■ Extrait à lire:
★ ★ ★ ★
Alex Proyas fut un cinéaste prometteur. En 1994, il manque de peu la Palme d’Or du Court-Métrage à Cannes puis se fait remarquer pour son second film : The Crow. Bien qu’inégale, cette adaptation d’un comic à succès devient aussitôt culte pour tout un public dark tout en convainquant les fans de la BD, ce qui n’est pas rien.
Mais c’est quatre ans plus tard avec son remarquable Dark City que le réalisateur australien acquiert sa réputation de cinéaste visionnaire débarrassé de son passé clinquant de clippeur/pubard. Intrigue inquiétante et parano, univers poétique proche d’un Terry Gilliam et final vertigineux font de Dark City une splendide réussite qui laisse présager le meilleur pour l’avenir.
Et puis avec I, Robot, c’est la douche froide : énorme production produite par et pour la star Will Smith, le film malmène l’univers d’Isaac Asimov à coup de sponsors, bourre-pifs et cavalcades 3D. Quelques moments touchants affleurent ici ou là mais le tout sombre inexorablement dans l’action-movie de série, humour lourdingue compris.
Mais l’on pardonne à Proyas pour qui c’est le premier blockbuster. Bien d’autres avant lui se virent phagocytés par l’ogre hollywoodien friand de produits formatés. Reniant le film, le cinéaste fait retraite pendant cinq ans pour revenir avec ce Knowing dont il est cette fois le producteur. On allait voir ce qu’on allait voir, d’autant que le scénario bénéficiait d’une réputation flatteuse. Malheureusement, Proyas en liberté se révèle un cinéaste maladroit et emphatique, faisant preuve d’un goût douteux et d’une idéologie redoutable.
Côté prédictions, il faut reconnaître que la présence au générique de Nicolas Cage n’était pas bon signe tant l’acteur semble choisir les nanars avec une constance impressionnante. Déjà peu convaincant en aventurier du scénario perdu (Benjamin Gates 1 & 2) ou en super-héros pyrotechnique (Ghost Rider), il torpille d’entrée ce rôle de père-de-famille-ordinaire-prof-d'astronomie tout en fausses dents et lifting plastifié. Guère aidé par un scénario alambiqué qui présentait pourtant un fort potentiel dans le registre de l'aventure mystérieuse façon X-files, Cage n’évite pas toujours le comique involontaire. Le film non plus.
★ ★ ★ ★
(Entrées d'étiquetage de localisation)
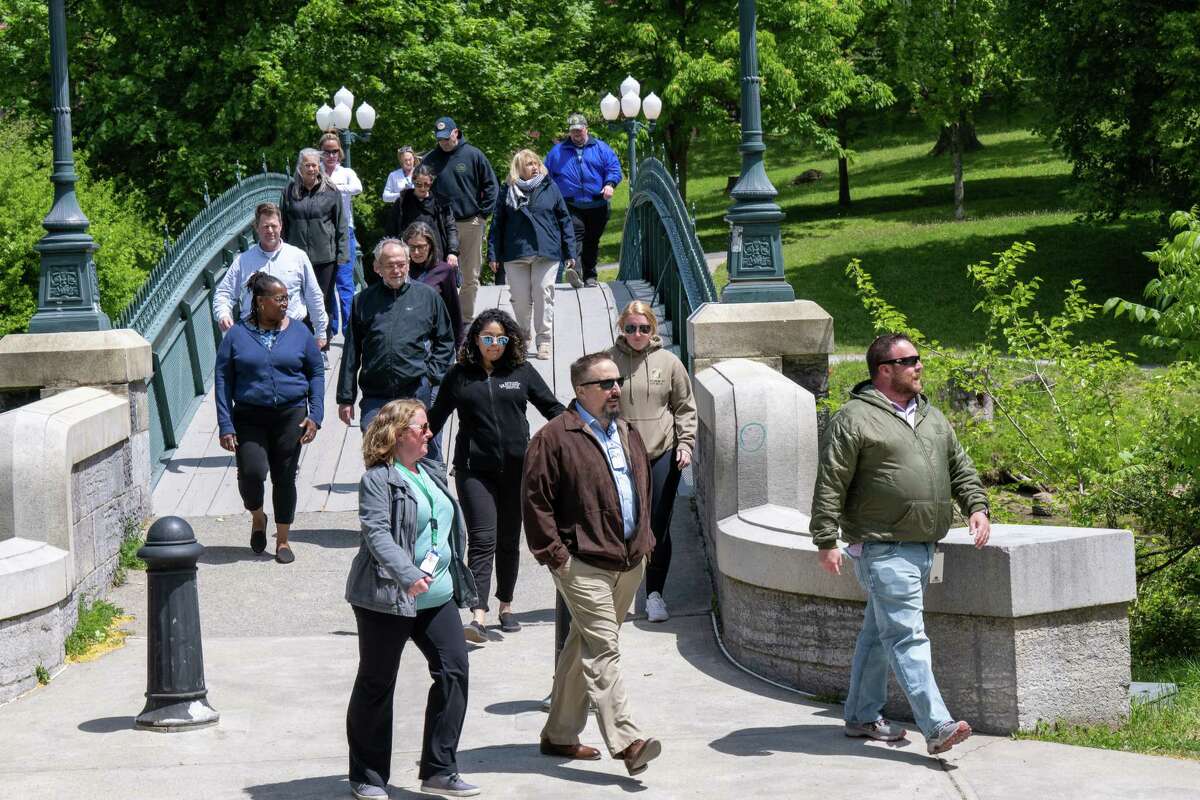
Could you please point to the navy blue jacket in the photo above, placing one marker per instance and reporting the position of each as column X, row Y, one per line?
column 541, row 227
column 289, row 374
column 582, row 173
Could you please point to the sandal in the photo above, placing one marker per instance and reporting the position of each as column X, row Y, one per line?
column 258, row 539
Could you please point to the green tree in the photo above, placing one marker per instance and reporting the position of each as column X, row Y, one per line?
column 125, row 233
column 1119, row 94
column 952, row 53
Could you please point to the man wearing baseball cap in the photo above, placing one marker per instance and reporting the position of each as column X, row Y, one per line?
column 586, row 170
column 466, row 181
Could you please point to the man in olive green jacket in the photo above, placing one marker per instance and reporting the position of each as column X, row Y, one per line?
column 891, row 469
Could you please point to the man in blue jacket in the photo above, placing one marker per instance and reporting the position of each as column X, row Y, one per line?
column 586, row 170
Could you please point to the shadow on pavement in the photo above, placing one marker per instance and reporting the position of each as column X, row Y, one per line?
column 821, row 740
column 527, row 759
column 317, row 788
column 107, row 725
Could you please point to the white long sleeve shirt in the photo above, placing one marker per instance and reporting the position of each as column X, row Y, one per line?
column 397, row 181
column 348, row 184
column 287, row 263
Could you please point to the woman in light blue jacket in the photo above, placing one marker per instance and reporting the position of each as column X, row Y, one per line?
column 407, row 582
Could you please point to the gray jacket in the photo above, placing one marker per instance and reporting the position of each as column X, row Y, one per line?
column 384, row 567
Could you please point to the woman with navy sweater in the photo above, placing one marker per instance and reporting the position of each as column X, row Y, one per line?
column 270, row 389
column 490, row 389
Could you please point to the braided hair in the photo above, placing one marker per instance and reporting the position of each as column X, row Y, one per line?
column 261, row 284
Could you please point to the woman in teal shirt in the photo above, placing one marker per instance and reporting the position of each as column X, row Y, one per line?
column 407, row 582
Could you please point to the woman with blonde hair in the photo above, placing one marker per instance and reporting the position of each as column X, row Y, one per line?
column 407, row 582
column 532, row 235
column 657, row 401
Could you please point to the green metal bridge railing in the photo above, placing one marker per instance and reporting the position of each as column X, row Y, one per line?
column 659, row 245
column 173, row 310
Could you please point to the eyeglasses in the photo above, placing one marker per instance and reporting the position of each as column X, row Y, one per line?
column 605, row 384
column 907, row 361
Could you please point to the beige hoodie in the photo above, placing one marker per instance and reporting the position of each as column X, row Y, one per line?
column 657, row 396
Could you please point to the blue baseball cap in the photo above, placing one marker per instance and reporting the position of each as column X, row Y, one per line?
column 444, row 127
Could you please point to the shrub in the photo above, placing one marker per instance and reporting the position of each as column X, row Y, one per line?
column 129, row 244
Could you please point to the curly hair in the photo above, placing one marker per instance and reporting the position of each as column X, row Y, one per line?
column 514, row 353
column 379, row 438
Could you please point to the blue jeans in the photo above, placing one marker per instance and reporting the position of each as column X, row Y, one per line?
column 345, row 283
column 894, row 577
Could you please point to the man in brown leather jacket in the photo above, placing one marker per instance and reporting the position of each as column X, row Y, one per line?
column 587, row 498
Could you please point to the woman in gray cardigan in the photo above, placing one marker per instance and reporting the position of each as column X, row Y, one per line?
column 407, row 582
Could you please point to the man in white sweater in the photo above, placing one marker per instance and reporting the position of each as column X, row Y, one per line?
column 280, row 259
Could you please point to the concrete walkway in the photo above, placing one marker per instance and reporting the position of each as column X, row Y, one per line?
column 280, row 656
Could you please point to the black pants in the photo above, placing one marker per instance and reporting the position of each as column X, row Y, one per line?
column 491, row 503
column 665, row 477
column 382, row 638
column 327, row 278
column 589, row 226
column 269, row 443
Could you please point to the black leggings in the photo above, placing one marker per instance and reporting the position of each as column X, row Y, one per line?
column 437, row 632
column 269, row 441
column 665, row 476
column 327, row 278
column 491, row 501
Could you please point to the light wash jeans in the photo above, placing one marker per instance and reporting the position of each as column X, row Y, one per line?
column 894, row 577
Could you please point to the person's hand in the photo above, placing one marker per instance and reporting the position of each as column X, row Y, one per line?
column 981, row 528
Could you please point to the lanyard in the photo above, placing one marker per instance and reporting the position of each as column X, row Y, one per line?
column 433, row 516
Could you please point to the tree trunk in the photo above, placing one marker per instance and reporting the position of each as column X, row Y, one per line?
column 957, row 155
column 843, row 164
column 970, row 140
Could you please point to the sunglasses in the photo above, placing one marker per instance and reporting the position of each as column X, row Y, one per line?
column 605, row 384
column 907, row 361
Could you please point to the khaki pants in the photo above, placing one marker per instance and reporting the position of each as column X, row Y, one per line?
column 471, row 262
column 589, row 666
column 532, row 289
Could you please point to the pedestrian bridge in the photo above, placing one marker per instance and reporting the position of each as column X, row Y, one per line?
column 201, row 479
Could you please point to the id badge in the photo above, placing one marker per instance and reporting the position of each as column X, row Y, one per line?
column 935, row 572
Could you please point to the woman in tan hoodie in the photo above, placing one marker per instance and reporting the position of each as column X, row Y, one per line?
column 657, row 401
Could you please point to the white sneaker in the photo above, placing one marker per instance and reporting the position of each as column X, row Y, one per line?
column 657, row 608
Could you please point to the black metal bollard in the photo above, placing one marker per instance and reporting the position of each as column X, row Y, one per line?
column 177, row 698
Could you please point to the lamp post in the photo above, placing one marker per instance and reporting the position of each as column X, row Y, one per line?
column 756, row 251
column 628, row 107
column 67, row 290
column 339, row 116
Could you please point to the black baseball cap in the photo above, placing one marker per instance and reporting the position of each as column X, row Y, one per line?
column 443, row 127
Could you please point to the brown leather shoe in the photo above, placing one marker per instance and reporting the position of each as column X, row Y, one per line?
column 580, row 752
column 640, row 753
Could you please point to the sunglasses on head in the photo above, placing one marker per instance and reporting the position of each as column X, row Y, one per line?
column 907, row 361
column 606, row 384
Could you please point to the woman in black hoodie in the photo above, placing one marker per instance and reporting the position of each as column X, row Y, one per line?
column 490, row 388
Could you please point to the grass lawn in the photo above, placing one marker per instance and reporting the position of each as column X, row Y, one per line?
column 900, row 224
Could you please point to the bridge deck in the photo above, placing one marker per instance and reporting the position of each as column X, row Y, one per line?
column 201, row 479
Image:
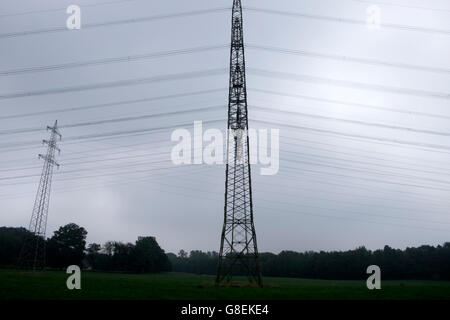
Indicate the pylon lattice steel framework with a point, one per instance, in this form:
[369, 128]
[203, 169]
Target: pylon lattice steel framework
[238, 249]
[33, 251]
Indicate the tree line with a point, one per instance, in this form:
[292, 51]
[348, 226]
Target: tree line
[67, 246]
[422, 263]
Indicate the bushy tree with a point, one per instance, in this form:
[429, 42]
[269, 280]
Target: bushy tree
[66, 246]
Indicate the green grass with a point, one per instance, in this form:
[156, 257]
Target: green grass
[52, 285]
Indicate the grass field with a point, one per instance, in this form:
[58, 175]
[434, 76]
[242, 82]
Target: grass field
[52, 285]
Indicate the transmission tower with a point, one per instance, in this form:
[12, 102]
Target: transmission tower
[32, 255]
[238, 249]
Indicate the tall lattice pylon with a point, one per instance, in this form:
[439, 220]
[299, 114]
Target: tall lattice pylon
[32, 255]
[238, 249]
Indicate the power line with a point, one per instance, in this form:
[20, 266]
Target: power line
[357, 122]
[121, 59]
[111, 104]
[348, 103]
[113, 23]
[115, 120]
[349, 59]
[347, 21]
[350, 84]
[64, 9]
[115, 84]
[402, 5]
[359, 136]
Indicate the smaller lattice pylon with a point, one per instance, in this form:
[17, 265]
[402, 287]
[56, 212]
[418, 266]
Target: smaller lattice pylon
[32, 255]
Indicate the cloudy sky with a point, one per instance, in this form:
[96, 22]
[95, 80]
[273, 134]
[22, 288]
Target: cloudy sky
[363, 115]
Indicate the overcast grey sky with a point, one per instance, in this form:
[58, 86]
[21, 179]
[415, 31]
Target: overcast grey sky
[344, 179]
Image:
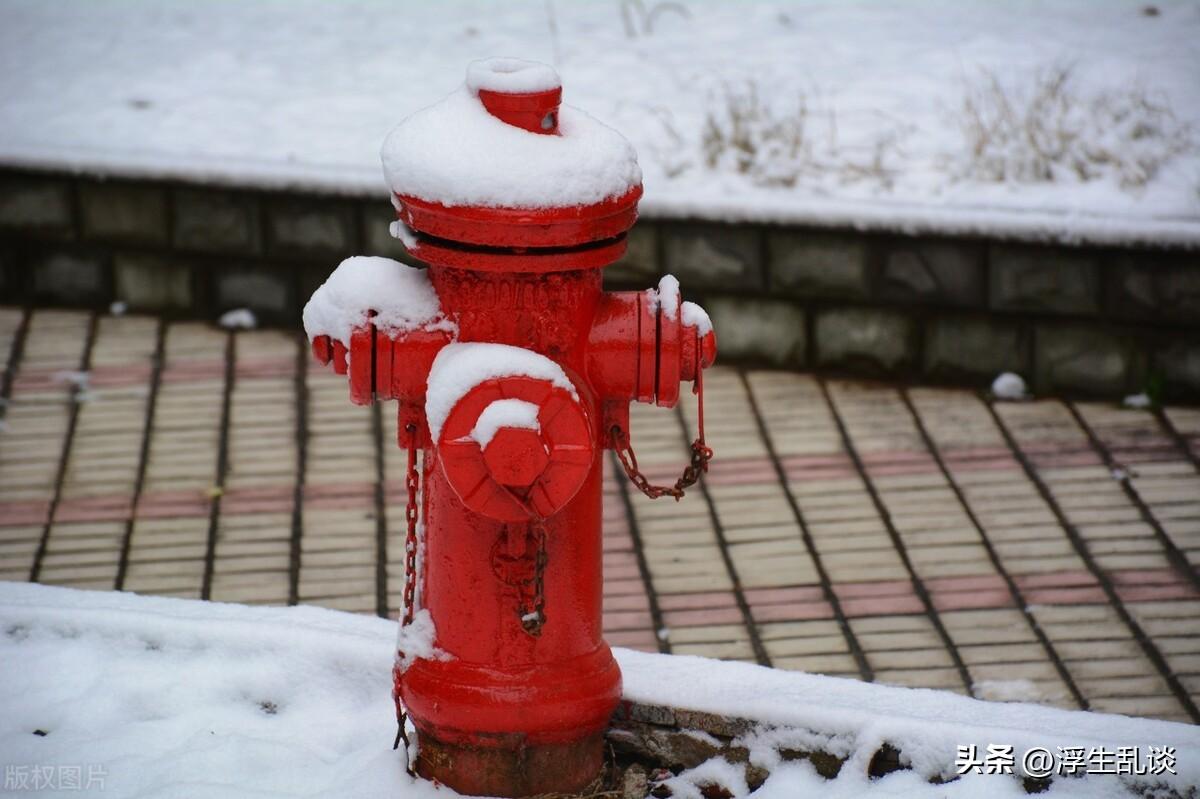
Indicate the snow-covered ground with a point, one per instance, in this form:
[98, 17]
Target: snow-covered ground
[160, 697]
[931, 114]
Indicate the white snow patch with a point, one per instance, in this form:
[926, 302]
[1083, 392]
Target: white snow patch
[1139, 401]
[401, 296]
[417, 641]
[238, 319]
[511, 76]
[1008, 385]
[460, 367]
[666, 296]
[504, 413]
[265, 94]
[295, 702]
[1007, 690]
[406, 234]
[455, 152]
[694, 316]
[709, 774]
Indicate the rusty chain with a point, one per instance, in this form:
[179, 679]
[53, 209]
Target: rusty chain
[533, 618]
[412, 482]
[701, 454]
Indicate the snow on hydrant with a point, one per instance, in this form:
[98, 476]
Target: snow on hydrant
[513, 371]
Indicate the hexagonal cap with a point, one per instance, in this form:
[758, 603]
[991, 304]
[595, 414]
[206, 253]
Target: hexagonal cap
[516, 456]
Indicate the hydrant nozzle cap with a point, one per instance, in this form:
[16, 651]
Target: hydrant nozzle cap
[523, 94]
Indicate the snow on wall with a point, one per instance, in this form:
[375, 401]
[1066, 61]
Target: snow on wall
[455, 152]
[299, 95]
[460, 367]
[402, 298]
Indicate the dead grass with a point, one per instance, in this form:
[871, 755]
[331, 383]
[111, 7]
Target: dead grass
[798, 144]
[1043, 127]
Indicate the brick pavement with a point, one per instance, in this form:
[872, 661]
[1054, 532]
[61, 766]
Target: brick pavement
[1043, 551]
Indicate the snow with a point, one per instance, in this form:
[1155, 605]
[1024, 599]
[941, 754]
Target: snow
[853, 719]
[238, 319]
[406, 234]
[1007, 690]
[511, 76]
[186, 698]
[415, 641]
[504, 413]
[401, 298]
[1008, 385]
[455, 152]
[694, 316]
[460, 367]
[666, 296]
[1138, 401]
[300, 95]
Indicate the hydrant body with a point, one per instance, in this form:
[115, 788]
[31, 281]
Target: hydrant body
[513, 391]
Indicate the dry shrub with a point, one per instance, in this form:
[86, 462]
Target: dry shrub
[786, 148]
[1044, 128]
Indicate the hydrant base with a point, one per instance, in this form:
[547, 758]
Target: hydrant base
[509, 768]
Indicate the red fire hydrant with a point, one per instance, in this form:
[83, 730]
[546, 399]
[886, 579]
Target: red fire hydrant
[514, 371]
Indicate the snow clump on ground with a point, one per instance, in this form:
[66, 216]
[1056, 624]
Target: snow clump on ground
[1008, 385]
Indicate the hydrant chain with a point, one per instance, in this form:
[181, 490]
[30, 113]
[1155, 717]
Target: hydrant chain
[411, 515]
[701, 454]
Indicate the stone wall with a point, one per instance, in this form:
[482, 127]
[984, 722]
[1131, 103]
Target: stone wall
[1081, 320]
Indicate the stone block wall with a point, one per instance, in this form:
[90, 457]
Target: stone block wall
[1072, 319]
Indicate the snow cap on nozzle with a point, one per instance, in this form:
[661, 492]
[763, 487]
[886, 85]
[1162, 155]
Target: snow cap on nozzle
[525, 94]
[502, 162]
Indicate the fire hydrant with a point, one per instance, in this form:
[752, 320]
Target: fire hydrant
[514, 371]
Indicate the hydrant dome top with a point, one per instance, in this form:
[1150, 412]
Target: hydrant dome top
★ ★ ★ ★
■ Travail à faire:
**A)** Citez fidèlement tout le passage de la critique allant de « Alex Proyas fut » jusqu'à « n’est pas rien. ».
**B)** Redonnez toutes les entrées, de la ligne contenant « Indicate the red » jusqu'à la fin des entrées, demandes comprises, en augmentant de 8 chaque coordonnée des réponses. Ne fournissez que ces lignes.
La critique et les entrées sont indépendantes l'une des autres.

■ Réponses par consigne:
**A)**
Alex Proyas fut un cinéaste prometteur. En 1994, il manque de peu la Palme d’Or du Court-Métrage à Cannes puis se fait remarquer pour son second film : The Crow. Bien qu’inégale, cette adaptation d’un comic à succès devient aussitôt culte pour tout un public dark tout en convainquant les fans de la BD, ce qui n’est pas rien.

**B)**
Indicate the red fire hydrant with a point, one per instance, in this form:
[83, 730]
[546, 399]
[886, 579]
Target: red fire hydrant
[522, 379]
Indicate the snow clump on ground with a point, one per instance, in this form:
[66, 216]
[1056, 624]
Target: snow clump on ground
[1016, 393]
Indicate the hydrant chain with a point, one per instance, in this form:
[181, 490]
[30, 113]
[1155, 717]
Target: hydrant chain
[419, 523]
[709, 462]
Indicate the stone wall with a point, one per instance, in this form:
[482, 127]
[984, 722]
[1131, 103]
Target: stone wall
[1089, 328]
Indicate the stone block wall with a point, one per instance, in this form:
[90, 457]
Target: stone block wall
[1080, 327]
Indicate the snow cap on nozzle with a point, one per instance, in this form:
[661, 492]
[763, 487]
[886, 85]
[1162, 155]
Target: snow cap on nozzle
[533, 102]
[510, 170]
Indicate the fire hydrant with a point, one per instance, in this form:
[752, 320]
Target: fire hydrant
[522, 379]
Indicate the hydrant dome top with a point, one per instance, in this form:
[1150, 412]
Target: hydrant dome top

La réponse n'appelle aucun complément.